* _DIRECTION_: Copy every line of the records from the line containing "Retail shelf-audit station: indicate every instance of the tile" through the end of the records, offsetting each number in the coordinates by -108 and leaving all other text as it is.

* _INPUT RECORDS_:
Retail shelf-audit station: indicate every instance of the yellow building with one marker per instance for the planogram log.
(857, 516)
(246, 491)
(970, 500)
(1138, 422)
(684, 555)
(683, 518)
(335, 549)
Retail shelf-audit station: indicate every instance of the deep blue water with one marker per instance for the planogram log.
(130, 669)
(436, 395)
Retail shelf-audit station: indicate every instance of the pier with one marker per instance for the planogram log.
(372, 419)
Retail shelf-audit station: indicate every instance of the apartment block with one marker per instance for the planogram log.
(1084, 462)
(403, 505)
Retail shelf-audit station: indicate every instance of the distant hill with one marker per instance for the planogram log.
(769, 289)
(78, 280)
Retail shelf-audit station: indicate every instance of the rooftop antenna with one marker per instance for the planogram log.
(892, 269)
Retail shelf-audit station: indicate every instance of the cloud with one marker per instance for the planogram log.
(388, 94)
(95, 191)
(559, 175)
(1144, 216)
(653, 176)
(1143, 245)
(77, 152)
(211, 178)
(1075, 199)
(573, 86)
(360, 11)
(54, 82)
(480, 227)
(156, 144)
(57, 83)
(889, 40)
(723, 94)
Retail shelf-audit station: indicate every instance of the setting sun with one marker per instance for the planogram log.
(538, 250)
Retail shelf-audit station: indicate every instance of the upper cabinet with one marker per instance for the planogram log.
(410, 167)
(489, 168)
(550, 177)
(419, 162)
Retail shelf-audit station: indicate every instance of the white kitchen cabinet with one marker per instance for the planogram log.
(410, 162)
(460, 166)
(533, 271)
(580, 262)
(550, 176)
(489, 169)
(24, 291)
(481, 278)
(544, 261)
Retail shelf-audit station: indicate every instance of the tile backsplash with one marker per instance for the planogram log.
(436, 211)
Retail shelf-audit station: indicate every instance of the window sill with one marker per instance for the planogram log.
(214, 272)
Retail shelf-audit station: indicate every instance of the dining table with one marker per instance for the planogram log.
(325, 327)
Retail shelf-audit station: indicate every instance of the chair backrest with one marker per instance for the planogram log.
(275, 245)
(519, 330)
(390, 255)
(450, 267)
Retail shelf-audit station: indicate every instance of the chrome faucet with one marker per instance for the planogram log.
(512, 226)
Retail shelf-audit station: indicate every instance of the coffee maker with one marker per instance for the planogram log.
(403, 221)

* _ANSWER_:
Retail shelf-audit station: indicate every instance of the tile backsplash with one marker per instance for the planogram log.
(328, 103)
Retail shelf-audit station: indicate every instance of the window sill with one marker per instance for the planogram log.
(106, 164)
Retail shelf-audit station: indicate every instance of the dining table with one marker per instance for the planogram log.
(217, 219)
Retail shelf-audit station: indicate every instance of the chair backrest with one marker per instance for the planogram log.
(167, 137)
(411, 222)
(282, 147)
(342, 159)
Retail shelf-audit station: indicate every instance of the chrome faucet with one marker per instance for the planogram log.
(404, 118)
Retail shelf-audit station: indicate every instance of the coffee maker with one marker per instance for the planogram log.
(295, 113)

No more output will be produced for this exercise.